**EXTRAIT À LIRE**
Colombie-Britannique
Incertitude après l’élection
Pour une fois, les sondages ne s’étaient pas trompés. L’élection en Colombie-Britannique s’est soldée par un résultat archi-serré dans la nuit de mardi, qui laissera la province dans l’incertitude encore quelques semaines alors que les chefs de partis refusent de concéder la victoire en attendant le décompte final.
Une volatilité certes rare, mais pas inédite, rappelle Bob Rae, qui avait renversé le gouvernement ontarien à la suite d’une élection semblable en 1985.
Les réactions étaient unanimes, sur la côte ouest, mercredi. Trop tôt pour dire qui a réellement gagné.
Les libéraux de la première ministre sortante, Christy Clark, ont conservé 43 sièges, le NPD en a gagné 41 tandis que le Parti vert a hérité de la balance du pouvoir en faisant élire 3 députés. Il faut 44 élus pour détenir une majorité à l’Assemblée législative de la province, qui en compte 87.

**MATÉRIEL**
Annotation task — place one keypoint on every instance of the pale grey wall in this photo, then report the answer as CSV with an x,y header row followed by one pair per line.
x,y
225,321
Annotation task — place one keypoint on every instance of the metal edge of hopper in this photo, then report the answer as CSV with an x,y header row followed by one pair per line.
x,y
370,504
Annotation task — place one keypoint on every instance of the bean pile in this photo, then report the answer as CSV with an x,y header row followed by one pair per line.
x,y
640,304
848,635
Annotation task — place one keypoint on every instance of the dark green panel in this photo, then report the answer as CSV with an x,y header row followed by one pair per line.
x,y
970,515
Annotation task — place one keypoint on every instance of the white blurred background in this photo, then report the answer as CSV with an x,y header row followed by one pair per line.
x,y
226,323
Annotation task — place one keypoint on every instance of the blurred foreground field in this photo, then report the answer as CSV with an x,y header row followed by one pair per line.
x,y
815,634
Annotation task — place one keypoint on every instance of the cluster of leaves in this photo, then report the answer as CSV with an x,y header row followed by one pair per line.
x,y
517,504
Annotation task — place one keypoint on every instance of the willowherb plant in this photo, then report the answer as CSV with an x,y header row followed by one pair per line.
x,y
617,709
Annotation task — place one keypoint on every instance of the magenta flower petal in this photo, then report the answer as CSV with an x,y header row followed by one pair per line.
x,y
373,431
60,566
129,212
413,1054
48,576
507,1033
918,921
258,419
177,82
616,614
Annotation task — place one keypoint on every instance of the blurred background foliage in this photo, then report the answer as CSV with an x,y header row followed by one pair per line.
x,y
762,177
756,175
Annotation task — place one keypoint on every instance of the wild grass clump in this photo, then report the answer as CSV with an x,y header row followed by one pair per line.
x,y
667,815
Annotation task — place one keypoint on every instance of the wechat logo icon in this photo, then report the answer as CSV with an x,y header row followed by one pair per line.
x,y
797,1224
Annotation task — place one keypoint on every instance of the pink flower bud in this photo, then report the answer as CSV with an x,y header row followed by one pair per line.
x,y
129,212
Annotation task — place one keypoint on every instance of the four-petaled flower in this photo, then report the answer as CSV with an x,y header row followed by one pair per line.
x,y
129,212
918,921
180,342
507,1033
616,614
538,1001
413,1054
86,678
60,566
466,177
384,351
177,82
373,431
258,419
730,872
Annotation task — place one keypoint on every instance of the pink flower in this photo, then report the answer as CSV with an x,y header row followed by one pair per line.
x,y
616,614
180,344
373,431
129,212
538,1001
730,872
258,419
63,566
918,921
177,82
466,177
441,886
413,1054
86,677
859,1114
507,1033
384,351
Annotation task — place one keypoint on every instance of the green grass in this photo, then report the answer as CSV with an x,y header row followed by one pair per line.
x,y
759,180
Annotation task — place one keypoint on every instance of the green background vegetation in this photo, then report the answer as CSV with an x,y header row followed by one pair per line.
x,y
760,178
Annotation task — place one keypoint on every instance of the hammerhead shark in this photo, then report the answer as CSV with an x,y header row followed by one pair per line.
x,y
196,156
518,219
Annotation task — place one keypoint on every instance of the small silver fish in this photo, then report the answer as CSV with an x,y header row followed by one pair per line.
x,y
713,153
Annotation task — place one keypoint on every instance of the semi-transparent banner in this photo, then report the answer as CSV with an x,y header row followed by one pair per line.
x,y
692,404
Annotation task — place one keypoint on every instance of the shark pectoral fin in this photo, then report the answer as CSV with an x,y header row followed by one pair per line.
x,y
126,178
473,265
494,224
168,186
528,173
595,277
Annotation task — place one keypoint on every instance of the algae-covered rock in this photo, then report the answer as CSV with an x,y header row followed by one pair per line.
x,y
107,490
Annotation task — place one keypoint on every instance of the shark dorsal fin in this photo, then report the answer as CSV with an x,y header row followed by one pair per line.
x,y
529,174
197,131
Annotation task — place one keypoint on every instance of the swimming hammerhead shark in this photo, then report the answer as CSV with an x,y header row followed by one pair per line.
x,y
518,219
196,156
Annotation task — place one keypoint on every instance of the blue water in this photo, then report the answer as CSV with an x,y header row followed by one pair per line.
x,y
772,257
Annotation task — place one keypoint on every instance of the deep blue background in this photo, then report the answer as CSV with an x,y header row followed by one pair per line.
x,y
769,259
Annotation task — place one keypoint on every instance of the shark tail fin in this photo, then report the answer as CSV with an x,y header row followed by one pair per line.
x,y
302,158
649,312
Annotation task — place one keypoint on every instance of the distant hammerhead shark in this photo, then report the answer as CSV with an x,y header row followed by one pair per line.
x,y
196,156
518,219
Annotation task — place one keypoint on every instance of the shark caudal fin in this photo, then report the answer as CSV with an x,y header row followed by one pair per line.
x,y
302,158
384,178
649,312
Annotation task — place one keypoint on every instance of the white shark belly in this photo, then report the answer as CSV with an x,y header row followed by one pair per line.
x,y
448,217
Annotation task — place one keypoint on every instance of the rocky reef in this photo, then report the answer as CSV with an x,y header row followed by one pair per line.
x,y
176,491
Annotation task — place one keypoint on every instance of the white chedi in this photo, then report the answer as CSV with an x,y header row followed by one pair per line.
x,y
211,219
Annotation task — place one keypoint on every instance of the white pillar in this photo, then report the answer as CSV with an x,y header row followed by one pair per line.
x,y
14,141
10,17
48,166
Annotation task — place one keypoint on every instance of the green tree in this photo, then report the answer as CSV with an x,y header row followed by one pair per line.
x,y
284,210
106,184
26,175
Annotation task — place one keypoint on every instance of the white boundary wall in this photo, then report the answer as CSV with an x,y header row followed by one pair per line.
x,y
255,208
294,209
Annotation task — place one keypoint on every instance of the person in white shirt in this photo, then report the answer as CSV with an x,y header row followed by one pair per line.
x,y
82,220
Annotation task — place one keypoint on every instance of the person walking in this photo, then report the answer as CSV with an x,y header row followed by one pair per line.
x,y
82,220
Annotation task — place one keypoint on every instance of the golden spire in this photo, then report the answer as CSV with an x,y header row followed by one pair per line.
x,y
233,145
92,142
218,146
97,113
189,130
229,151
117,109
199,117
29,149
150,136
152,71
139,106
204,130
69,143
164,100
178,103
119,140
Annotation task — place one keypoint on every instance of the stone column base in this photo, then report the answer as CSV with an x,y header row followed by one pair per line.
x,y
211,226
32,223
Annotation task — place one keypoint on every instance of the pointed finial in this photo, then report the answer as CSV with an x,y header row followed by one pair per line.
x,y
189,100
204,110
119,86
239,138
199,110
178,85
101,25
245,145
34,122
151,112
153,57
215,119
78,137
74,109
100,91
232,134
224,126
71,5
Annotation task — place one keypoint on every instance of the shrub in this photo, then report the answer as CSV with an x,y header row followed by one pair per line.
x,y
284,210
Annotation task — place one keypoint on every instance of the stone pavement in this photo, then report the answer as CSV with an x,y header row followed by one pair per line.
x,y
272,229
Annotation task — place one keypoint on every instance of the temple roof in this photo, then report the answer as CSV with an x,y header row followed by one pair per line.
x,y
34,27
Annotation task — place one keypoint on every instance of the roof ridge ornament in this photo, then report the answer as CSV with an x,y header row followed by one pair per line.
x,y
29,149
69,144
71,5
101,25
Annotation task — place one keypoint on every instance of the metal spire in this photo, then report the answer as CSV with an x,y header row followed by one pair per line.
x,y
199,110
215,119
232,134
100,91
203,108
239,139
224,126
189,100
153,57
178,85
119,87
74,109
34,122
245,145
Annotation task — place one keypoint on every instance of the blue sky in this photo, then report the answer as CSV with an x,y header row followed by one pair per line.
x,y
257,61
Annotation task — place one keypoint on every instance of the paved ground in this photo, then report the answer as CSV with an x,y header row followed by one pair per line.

**SÉRIE D'EXERCICES**
1. Recopiez le passage de l'extrait sur l'élection en Colombie-Britannique commençant par « Les libéraux de » et se terminant par « en compte 87. », en substituant « conservateurs » à « libéraux ».
2. Poursuivez la rédaction de l'extrait sur l'élection en Colombie-Britannique après sa dernière phrase.
La liste provient d'une autre source que l'extrait sur l'élection en Colombie-Britannique.

**RÉPONSES PAR EXERCICE**
1.
Les conservateurs de la première ministre sortante, Christy Clark, ont conservé 43 sièges, le NPD en a gagné 41 tandis que le Parti vert a hérité de la balance du pouvoir en faisant élire 3 députés. Il faut 44 élus pour détenir une majorité à l’Assemblée législative de la province, qui en compte 87.

2.
Or, les résultats risquent d’être recomptés dans au moins quatre circonscriptions où la marge de victoire était de 560 voix, 170 voix, 120 voix et même seulement 9 voix dans Courtenay-Comox.
Autre particularité, la province doit encore comptabiliser les milliers de bulletins d’électeurs qui ont voté par la poste ou dans une circonscription autre que la leur. Les bulletins seront dépouillés entre les 22 et 24 mai. En 2013, Elections BC a rapporté que 177000 personnes avaient voté ainsi, en hausse par rapport à 102000 en 2009. L’agence provinciale s’attend encore cette année à ce que 6 % à 10 % des électeurs aient choisi de voter de cette façon.
En attente
Le chef du NPD britannocolombien, John Horgan, a
donc refusé de concéder la victoire mercredi. «La partie n’est pas finie. […] Je vais attendre de voir le résultat final », a-t-il insisté, en notant que «la majorité des députés élus [mardi] soir ne sont pas des libéraux».
Christy Clark a de son côté argué que le Parti libéral comptait davantage de sièges et de votes populaires que le NPD ou le Parti vert pris séparément (40,8% des votes pour les libéraux contre 39,9% pour le NPD et 16,8 % pour les verts).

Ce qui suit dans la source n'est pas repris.